Also, I am buying these mainly for reprofiling, but if I was to use a fine or ultra fine DMT stone, would it sharpen has well as say a Spyderco fine or ultra fine ceramic stone?
Thanks for any input, sean
 
rusty edge said:
Which is better?

The dots are supposed to remove debris, those are the ones I have as bought them awhile ago, if i was getting them now I'd get the full plates. Points can catch in the holes, plus you just get more abrasive.

Also, I am buying these mainly for reprofiling ...

This is a waste, use a SiC x-coarse waterstone instead.

...a fine or ultra fine DMT stone, would it sharpen has well as say a Spyderco fine or ultra fine ceramic stone?

DMT fine (red) is about twice as coarse as the sharpmaker medium rods, the x-fine diamind is inbetween the medium and fine rods.

-Cliff
 
Cliff Stamp said:
This is a waste, use a SiC x-coarse waterstone instead.

Maybe--I think it depends on the user. If you shop around, you can get a DMT X-coarse for the same price as the big ol' green Sun Tiger from Lee Valley. The Sun Tiger cuts faster, but it does require the whole water thing and will dish out. The DMT won't cut as fast, but it's a lower-maintenance stone.

I use the SiC x-coarse stone, but I can see why some folks would go for the DMT--assuming they get a good deal on one.
 
Thanks for the replies guys!

> Task list
(A) Report, copied in full, every line of the records that contains the word "coffee".
(B) Extend the forum thread on sharpening stones above by continuing it after its final line.

Extracted data entries

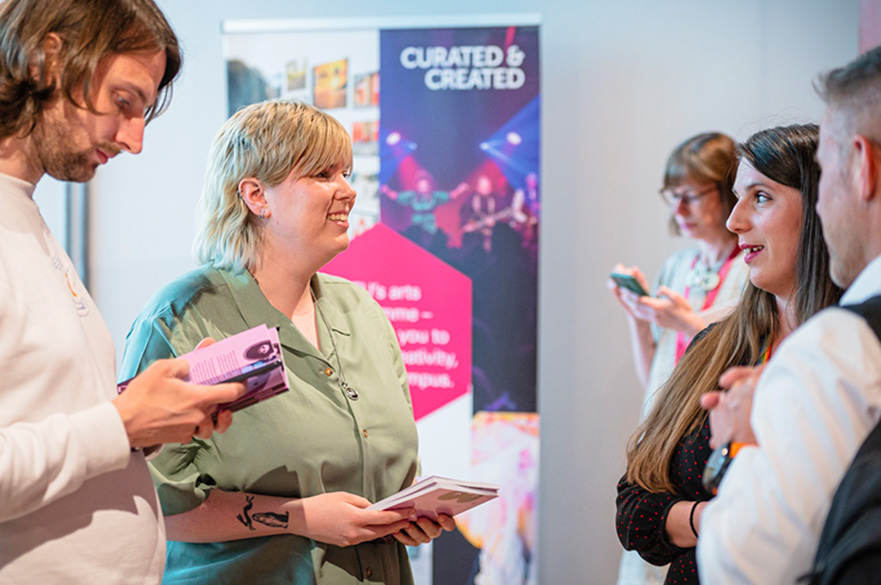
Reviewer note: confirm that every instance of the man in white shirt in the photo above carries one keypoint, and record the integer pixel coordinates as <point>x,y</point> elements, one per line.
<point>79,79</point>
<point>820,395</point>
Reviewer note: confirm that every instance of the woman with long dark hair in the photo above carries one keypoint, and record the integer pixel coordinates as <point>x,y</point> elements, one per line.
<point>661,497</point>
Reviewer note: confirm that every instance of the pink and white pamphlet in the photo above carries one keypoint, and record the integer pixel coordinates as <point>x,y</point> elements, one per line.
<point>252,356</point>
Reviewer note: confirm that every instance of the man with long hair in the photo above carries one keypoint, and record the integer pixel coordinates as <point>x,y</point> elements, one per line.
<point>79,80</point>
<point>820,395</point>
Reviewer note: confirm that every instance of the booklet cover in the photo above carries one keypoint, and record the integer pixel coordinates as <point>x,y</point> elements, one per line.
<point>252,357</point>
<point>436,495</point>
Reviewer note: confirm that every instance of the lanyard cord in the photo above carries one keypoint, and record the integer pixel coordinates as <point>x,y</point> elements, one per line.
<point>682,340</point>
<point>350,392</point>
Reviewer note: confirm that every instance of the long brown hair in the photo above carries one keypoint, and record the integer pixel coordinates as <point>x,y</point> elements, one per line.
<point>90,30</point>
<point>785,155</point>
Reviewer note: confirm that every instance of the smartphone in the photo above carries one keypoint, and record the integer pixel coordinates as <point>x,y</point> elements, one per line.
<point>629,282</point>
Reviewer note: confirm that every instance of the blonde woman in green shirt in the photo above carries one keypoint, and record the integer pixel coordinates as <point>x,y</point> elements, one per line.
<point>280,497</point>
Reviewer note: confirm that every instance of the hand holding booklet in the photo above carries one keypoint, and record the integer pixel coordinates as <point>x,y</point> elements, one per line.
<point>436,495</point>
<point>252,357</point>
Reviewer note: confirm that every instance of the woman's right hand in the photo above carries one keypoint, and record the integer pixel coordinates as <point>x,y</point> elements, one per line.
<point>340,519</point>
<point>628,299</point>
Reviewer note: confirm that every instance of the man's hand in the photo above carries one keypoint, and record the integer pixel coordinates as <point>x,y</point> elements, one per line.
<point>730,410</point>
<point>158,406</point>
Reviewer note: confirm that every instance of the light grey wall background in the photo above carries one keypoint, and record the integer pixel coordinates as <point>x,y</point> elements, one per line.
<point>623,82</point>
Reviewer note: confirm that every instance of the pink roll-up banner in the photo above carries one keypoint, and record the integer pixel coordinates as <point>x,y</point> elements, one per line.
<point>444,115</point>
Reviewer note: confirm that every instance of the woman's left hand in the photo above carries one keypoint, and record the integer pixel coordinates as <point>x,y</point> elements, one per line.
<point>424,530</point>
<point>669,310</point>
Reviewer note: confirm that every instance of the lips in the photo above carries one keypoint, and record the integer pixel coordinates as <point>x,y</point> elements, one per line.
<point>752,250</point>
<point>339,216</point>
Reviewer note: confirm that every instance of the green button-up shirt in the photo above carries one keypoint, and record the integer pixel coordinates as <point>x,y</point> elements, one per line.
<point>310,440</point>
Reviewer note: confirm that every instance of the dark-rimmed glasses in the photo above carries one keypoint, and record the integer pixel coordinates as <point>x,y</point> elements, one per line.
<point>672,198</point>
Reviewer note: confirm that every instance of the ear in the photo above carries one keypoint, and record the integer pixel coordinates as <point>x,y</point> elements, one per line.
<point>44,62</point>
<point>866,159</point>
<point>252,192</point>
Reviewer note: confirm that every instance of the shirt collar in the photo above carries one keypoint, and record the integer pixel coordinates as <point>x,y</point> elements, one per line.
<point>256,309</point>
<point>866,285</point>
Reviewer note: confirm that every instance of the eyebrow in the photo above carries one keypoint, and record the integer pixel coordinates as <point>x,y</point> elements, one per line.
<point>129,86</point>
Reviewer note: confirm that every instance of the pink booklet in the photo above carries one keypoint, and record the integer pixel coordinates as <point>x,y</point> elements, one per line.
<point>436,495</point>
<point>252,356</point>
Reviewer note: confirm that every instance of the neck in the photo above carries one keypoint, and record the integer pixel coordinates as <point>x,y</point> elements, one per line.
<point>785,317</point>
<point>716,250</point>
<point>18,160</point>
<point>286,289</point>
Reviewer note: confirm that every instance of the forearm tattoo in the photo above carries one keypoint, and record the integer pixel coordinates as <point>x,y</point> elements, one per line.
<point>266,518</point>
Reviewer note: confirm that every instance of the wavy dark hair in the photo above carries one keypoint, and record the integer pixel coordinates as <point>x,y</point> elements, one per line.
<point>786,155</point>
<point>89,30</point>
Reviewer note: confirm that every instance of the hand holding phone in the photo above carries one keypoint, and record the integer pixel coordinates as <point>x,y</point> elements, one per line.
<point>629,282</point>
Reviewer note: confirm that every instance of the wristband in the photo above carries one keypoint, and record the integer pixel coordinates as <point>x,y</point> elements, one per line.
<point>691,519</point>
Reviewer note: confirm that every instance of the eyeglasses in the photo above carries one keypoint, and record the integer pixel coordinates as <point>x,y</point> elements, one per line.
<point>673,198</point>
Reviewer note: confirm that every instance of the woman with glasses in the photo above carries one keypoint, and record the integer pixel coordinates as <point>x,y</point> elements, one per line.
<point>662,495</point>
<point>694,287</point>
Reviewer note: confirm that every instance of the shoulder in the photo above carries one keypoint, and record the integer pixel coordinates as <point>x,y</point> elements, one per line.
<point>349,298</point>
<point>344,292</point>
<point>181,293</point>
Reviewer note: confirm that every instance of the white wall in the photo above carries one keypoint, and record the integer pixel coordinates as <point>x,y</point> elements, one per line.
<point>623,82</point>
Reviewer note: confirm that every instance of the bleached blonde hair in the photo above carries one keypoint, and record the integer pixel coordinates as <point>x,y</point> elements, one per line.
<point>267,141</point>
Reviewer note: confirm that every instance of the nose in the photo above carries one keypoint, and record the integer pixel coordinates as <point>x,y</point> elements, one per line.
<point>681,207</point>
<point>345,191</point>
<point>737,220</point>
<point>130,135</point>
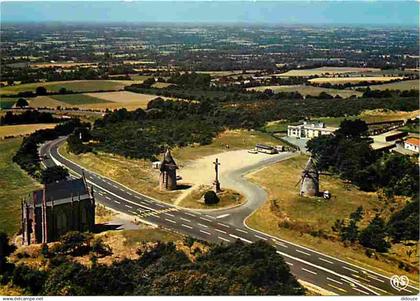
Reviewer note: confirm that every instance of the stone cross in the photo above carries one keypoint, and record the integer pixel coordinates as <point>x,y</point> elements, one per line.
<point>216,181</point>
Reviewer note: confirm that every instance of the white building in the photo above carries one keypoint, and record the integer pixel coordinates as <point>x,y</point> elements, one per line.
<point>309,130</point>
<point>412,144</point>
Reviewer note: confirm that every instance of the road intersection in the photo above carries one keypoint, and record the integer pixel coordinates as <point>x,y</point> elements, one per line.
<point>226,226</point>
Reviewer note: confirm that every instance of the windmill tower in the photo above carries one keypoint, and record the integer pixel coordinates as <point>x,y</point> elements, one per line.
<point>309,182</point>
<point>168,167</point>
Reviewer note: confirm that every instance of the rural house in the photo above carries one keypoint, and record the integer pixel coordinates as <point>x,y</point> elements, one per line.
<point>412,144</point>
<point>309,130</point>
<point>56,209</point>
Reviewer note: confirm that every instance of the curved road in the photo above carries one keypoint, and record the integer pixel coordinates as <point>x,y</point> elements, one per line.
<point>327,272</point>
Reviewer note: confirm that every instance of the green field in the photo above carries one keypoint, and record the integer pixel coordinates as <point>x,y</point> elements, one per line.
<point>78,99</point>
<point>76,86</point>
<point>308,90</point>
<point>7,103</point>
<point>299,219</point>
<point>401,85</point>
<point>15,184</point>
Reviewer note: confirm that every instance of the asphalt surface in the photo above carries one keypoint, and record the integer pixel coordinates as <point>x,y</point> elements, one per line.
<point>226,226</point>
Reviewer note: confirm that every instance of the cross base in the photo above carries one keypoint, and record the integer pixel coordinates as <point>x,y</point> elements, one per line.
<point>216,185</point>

==

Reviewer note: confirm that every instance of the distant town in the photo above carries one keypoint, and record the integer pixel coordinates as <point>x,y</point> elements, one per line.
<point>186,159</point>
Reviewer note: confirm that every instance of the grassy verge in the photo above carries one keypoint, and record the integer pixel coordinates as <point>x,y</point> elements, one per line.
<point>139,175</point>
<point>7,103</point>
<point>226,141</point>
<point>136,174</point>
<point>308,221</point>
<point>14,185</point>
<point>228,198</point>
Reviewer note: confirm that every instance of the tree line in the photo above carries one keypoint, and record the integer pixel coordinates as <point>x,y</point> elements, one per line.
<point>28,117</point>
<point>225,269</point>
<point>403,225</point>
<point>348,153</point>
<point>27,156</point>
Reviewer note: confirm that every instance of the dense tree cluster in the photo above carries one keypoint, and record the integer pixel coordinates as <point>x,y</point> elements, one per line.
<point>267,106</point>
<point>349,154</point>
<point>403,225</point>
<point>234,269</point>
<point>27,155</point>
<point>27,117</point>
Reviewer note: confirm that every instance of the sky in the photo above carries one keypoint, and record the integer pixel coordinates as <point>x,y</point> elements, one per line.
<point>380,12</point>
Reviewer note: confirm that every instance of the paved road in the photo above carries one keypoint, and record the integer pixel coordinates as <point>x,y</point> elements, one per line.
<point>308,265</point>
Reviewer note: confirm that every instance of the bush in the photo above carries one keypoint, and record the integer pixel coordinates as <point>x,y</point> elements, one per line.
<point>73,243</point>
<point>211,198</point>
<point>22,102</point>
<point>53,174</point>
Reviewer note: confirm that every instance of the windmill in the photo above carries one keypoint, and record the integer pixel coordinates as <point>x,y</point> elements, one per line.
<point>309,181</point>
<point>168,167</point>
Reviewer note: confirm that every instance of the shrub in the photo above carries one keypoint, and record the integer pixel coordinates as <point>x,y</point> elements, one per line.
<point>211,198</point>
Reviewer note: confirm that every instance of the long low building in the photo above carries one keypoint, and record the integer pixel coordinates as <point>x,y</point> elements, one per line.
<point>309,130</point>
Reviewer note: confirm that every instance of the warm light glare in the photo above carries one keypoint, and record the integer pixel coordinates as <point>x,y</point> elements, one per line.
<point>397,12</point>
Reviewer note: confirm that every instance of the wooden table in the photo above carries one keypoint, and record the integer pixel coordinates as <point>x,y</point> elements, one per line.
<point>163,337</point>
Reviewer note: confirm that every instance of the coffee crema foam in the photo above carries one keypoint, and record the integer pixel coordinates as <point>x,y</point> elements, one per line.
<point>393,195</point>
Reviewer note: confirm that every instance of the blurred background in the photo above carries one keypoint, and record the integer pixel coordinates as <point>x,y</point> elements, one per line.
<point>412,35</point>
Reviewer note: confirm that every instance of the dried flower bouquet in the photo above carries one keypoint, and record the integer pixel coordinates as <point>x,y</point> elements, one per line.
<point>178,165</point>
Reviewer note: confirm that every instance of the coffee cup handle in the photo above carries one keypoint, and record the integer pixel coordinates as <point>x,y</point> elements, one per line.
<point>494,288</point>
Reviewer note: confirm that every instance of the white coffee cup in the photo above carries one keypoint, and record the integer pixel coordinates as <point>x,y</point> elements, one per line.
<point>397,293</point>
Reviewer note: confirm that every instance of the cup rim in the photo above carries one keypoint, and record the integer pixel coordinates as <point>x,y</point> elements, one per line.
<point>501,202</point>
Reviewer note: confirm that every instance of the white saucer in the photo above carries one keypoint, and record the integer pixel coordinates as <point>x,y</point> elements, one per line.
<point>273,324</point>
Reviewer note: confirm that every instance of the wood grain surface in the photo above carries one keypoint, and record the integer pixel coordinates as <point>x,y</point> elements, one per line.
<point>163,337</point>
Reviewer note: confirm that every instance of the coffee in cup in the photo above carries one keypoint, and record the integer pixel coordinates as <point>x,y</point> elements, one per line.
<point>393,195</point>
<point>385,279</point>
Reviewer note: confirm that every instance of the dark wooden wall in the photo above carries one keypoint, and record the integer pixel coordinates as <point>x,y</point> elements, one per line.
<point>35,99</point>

> Responses
(A)
Reviewer note: confirm that every instance of the coffee crema foam in the photo above carries one keypoint, and record the integer pixel coordinates as <point>x,y</point> elements, one per line.
Reviewer note: confirm that every instance of the coffee cup handle in the photo above carries one keypoint, and record the integer pixel coordinates as <point>x,y</point> elements, one per line.
Reviewer note: confirm that every instance of the white coffee cup in the photo above carries one keypoint, and record the integer pixel coordinates as <point>x,y</point> elements, one per line.
Reviewer note: confirm that every instance of the coffee in cup in the photo above carries one keypoint, and record the integer pixel coordinates as <point>x,y</point> elements, one per line.

(B)
I considered the water stone, but I want a maintence free stone that won't dish or require soaking.
Sounds like I should get the un-interrupted DMT, but should I get coarse or extra coarse?
 
For reprofiling, get the coarsest one you can. As Cliff has pointed out, the waterstones will be faster, but you do need to go through the ritual.
 
Shmackey said:
The Sun Tiger cuts faster, but it does require the whole water thing and will dish out.

You can just store it in a jug of water, and the dishing doesn't matter for rough work significantly. If however this really does bother you, use sandpaper belts, these are really cheap, get 80/100 AO, stick it on a piece of hardwood and use it like a file.

rusty edge said:
.. coarse or extra coarse?

X-Coarse for reprofiling. The main issue with these is force, don't use too much, they are really aggressive and should cut well even if you go light, if you press hard you can wear them out prematurely.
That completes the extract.